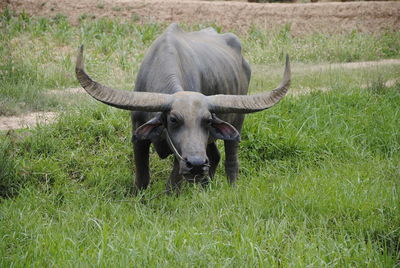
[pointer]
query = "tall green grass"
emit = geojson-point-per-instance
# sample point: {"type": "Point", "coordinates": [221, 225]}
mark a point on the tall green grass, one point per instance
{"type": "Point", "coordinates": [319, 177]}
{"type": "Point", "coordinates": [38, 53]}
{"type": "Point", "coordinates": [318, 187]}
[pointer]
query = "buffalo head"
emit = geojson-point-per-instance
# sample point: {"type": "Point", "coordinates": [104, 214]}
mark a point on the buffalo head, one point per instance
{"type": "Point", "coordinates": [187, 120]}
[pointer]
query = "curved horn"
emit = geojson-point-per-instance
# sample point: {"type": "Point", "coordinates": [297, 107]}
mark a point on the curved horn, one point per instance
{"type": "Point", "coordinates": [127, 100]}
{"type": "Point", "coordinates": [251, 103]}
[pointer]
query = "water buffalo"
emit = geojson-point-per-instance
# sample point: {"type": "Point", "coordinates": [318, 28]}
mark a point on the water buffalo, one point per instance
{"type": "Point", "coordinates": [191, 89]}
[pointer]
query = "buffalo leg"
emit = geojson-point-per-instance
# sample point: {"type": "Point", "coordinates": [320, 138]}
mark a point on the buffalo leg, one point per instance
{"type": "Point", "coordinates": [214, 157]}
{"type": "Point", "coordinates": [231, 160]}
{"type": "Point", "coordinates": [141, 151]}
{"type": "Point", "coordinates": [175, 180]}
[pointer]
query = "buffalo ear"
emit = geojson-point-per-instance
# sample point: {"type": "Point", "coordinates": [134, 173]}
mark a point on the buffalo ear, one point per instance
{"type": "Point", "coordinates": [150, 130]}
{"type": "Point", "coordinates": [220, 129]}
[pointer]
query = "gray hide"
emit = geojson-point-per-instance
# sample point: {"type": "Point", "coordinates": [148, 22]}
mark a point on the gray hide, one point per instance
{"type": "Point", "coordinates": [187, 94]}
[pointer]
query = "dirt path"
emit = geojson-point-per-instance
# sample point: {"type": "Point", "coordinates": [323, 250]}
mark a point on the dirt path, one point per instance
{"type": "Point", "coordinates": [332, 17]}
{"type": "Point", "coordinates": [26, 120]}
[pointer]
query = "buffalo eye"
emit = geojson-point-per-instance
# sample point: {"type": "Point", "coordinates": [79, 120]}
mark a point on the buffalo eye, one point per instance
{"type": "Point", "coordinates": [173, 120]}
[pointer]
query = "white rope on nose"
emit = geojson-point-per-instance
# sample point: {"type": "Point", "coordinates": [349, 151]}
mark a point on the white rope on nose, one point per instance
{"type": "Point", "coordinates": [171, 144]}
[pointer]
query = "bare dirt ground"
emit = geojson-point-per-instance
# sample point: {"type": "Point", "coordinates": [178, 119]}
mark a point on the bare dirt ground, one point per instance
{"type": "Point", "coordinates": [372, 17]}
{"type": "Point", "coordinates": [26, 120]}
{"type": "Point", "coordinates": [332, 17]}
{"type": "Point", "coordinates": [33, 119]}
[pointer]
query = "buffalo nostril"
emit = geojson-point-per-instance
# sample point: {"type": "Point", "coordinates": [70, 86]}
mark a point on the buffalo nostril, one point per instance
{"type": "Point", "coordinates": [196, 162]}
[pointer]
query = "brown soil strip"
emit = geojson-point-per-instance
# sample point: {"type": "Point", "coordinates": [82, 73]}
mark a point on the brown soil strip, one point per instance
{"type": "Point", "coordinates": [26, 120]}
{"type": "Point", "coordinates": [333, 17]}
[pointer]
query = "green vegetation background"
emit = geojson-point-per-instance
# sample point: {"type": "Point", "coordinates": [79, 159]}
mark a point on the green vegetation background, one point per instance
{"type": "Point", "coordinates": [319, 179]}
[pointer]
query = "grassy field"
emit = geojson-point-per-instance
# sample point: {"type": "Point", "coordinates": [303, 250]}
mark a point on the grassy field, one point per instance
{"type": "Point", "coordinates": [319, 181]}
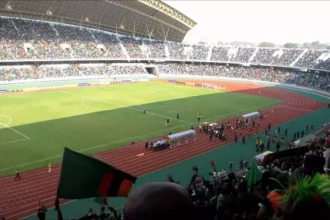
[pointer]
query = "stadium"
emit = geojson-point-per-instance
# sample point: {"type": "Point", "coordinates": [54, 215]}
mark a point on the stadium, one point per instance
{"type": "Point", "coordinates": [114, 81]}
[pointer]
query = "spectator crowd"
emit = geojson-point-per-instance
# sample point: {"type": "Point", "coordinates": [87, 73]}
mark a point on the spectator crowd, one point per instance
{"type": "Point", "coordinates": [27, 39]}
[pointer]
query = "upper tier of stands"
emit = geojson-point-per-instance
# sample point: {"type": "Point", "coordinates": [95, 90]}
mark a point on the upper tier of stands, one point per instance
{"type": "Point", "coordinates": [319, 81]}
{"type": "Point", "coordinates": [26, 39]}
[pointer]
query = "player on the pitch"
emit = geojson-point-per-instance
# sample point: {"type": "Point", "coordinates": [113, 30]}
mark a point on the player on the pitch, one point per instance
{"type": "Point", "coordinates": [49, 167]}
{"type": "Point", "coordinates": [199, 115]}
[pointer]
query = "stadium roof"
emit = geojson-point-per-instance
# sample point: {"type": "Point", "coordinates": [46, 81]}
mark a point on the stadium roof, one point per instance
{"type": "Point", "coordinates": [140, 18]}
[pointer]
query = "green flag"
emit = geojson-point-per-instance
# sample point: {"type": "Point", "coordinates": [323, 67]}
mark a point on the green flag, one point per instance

#####

_WRITTEN INSTRUCTION_
Reproduce every entry exactly, but omit each picture.

_RESULT OF THE EXERCISE_
[pointer]
query = "tall green grass"
emit = geojson-point-per-instance
# sample point: {"type": "Point", "coordinates": [221, 225]}
mark a point on the tall green grass, one point per instance
{"type": "Point", "coordinates": [319, 177]}
{"type": "Point", "coordinates": [38, 53]}
{"type": "Point", "coordinates": [318, 187]}
[pointer]
query = "buffalo head"
emit = geojson-point-per-instance
# sample point: {"type": "Point", "coordinates": [104, 214]}
mark a point on the buffalo head, one point per instance
{"type": "Point", "coordinates": [187, 120]}
[pointer]
query = "curved horn"
emit = geojson-point-per-instance
# sample point: {"type": "Point", "coordinates": [297, 107]}
mark a point on the curved horn, one point per instance
{"type": "Point", "coordinates": [127, 100]}
{"type": "Point", "coordinates": [251, 103]}
[pointer]
query = "water buffalo"
emit = geojson-point-per-instance
# sample point: {"type": "Point", "coordinates": [318, 28]}
mark a point on the water buffalo, one point per instance
{"type": "Point", "coordinates": [191, 89]}
[pointer]
query = "buffalo leg"
emit = geojson-point-per-instance
# sample point: {"type": "Point", "coordinates": [320, 138]}
mark a point on the buffalo leg, one point per instance
{"type": "Point", "coordinates": [214, 157]}
{"type": "Point", "coordinates": [231, 160]}
{"type": "Point", "coordinates": [141, 151]}
{"type": "Point", "coordinates": [175, 180]}
[pointer]
query = "buffalo ear"
emit = geojson-point-per-instance
# sample point: {"type": "Point", "coordinates": [134, 173]}
mark a point on the buffalo ear, one point per instance
{"type": "Point", "coordinates": [150, 130]}
{"type": "Point", "coordinates": [220, 129]}
[pointer]
query = "gray hide"
emit = geojson-point-per-instance
# sample point: {"type": "Point", "coordinates": [148, 22]}
mark a point on the gray hide, one point per instance
{"type": "Point", "coordinates": [187, 94]}
[pointer]
query = "dirt path"
emit = geojson-point-per-instance
# sample point: {"type": "Point", "coordinates": [323, 250]}
mark a point on the dirt path, one point per instance
{"type": "Point", "coordinates": [332, 17]}
{"type": "Point", "coordinates": [26, 120]}
[pointer]
query = "buffalo eye"
emit = geojson-point-per-instance
# sample point: {"type": "Point", "coordinates": [79, 120]}
mark a point on the buffalo eye, one point per instance
{"type": "Point", "coordinates": [173, 120]}
[pointer]
query = "white rope on nose"
emit = geojson-point-per-instance
# sample point: {"type": "Point", "coordinates": [349, 151]}
mark a point on the white rope on nose, one point per instance
{"type": "Point", "coordinates": [171, 144]}
[pointer]
query = "bare dirt ground"
emit = geojson-point-per-instance
# sample point: {"type": "Point", "coordinates": [178, 119]}
mark a point on the bare dirt ground, one point per instance
{"type": "Point", "coordinates": [372, 17]}
{"type": "Point", "coordinates": [26, 120]}
{"type": "Point", "coordinates": [332, 17]}
{"type": "Point", "coordinates": [33, 119]}
[pointer]
query = "buffalo nostril"
emit = geojson-point-per-instance
# sample point: {"type": "Point", "coordinates": [70, 86]}
mark a point on the buffalo nostril, one point per instance
{"type": "Point", "coordinates": [196, 162]}
[pointer]
query = "brown soil strip"
emit = geojson-point-per-instance
# sample point: {"type": "Point", "coordinates": [82, 73]}
mark a point on the brown soil strip, one point per instance
{"type": "Point", "coordinates": [26, 120]}
{"type": "Point", "coordinates": [333, 17]}
[pointer]
query = "green vegetation background"
emit = geojson-point-per-instance
# sample point: {"type": "Point", "coordinates": [79, 159]}
mark a point on the green vegetation background, one point per instance
{"type": "Point", "coordinates": [319, 179]}
[pointer]
query = "grassy field"
emit = geojson-point-per-instance
# sample point: {"type": "Point", "coordinates": [303, 250]}
mark a point on the grassy field, one point per instance
{"type": "Point", "coordinates": [319, 181]}
[pointer]
query = "stadium"
emit = geojson-point-per-instance
# sample point: {"type": "Point", "coordinates": [54, 215]}
mark a point on the stadium, one point per instance
{"type": "Point", "coordinates": [114, 81]}
[pointer]
query = "spectator crowd"
emit = geojson-point-per-instance
# sample point: {"type": "Point", "coordinates": [87, 73]}
mark a point on the spectator crowd, one point per instance
{"type": "Point", "coordinates": [27, 39]}
[pointer]
query = "upper tier of stands"
emit = geojson-point-per-instance
# sample point: {"type": "Point", "coordinates": [95, 90]}
mark a point on the upper tier of stands, one point per instance
{"type": "Point", "coordinates": [319, 81]}
{"type": "Point", "coordinates": [26, 39]}
[pointer]
query = "player on the pitch"
emit = geojson-point-per-instance
# sample point: {"type": "Point", "coordinates": [113, 30]}
mark a point on the player on the pitch, one point per instance
{"type": "Point", "coordinates": [49, 167]}
{"type": "Point", "coordinates": [199, 115]}
[pointer]
query = "stadium roof"
emit = geojson-point-per-instance
# sample point: {"type": "Point", "coordinates": [46, 81]}
mark a point on the stadium roof, one point per instance
{"type": "Point", "coordinates": [140, 18]}
[pointer]
query = "green flag"
emit = geojson-point-per-instance
# sample point: {"type": "Point", "coordinates": [323, 67]}
mark a point on the green flag, one point per instance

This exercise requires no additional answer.